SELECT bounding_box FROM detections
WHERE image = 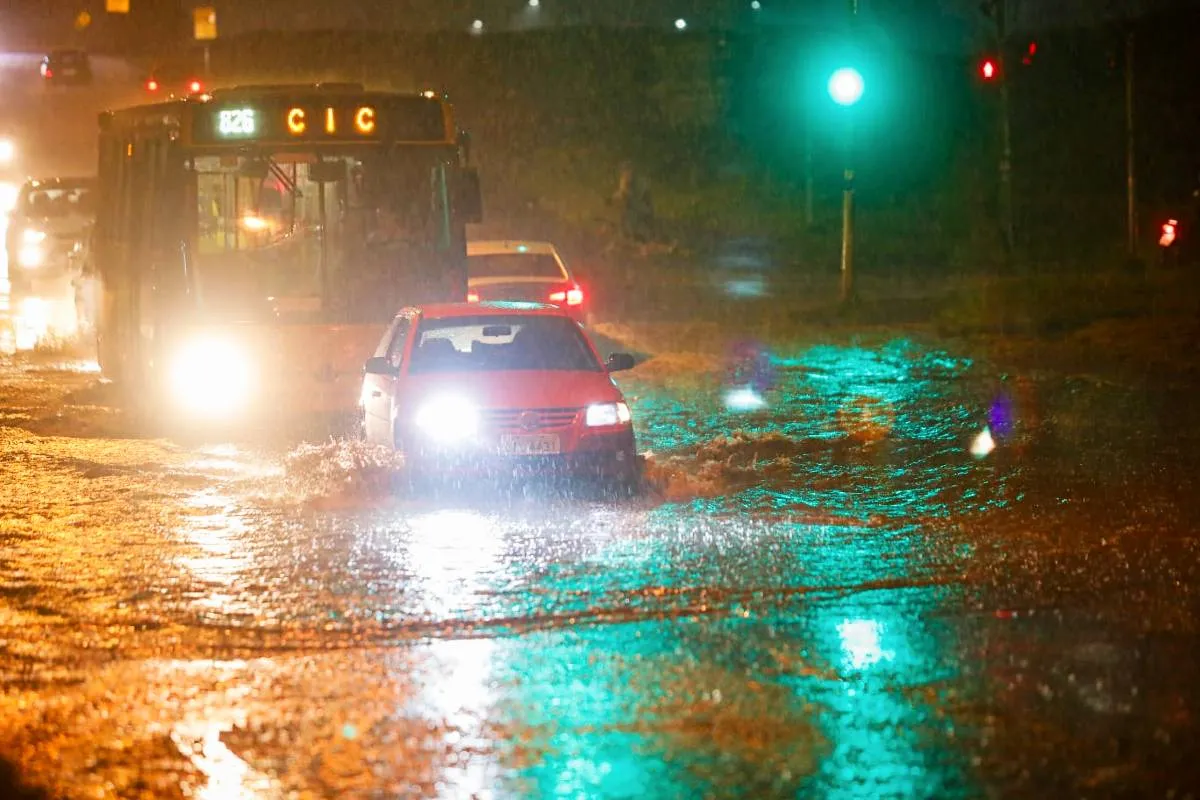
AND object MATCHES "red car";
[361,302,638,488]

****

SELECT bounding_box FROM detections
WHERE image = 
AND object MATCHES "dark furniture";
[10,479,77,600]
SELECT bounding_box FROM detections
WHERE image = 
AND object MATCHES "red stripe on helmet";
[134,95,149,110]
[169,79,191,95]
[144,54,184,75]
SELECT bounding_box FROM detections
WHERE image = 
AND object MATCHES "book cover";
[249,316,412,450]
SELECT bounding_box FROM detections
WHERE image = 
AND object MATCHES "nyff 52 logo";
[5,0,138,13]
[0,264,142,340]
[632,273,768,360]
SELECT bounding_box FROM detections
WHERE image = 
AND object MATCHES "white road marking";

****

=== Task directions ===
Return every line from the rows above that contains the word "MATCHES".

=== Solution to the exercise ===
AND object MATCHES "red car";
AND object MATCHES "dark furniture";
AND object MATCHES "red stripe on helmet";
AND object MATCHES "book cover";
AND object MATCHES "nyff 52 logo";
AND object MATCHES "white road marking";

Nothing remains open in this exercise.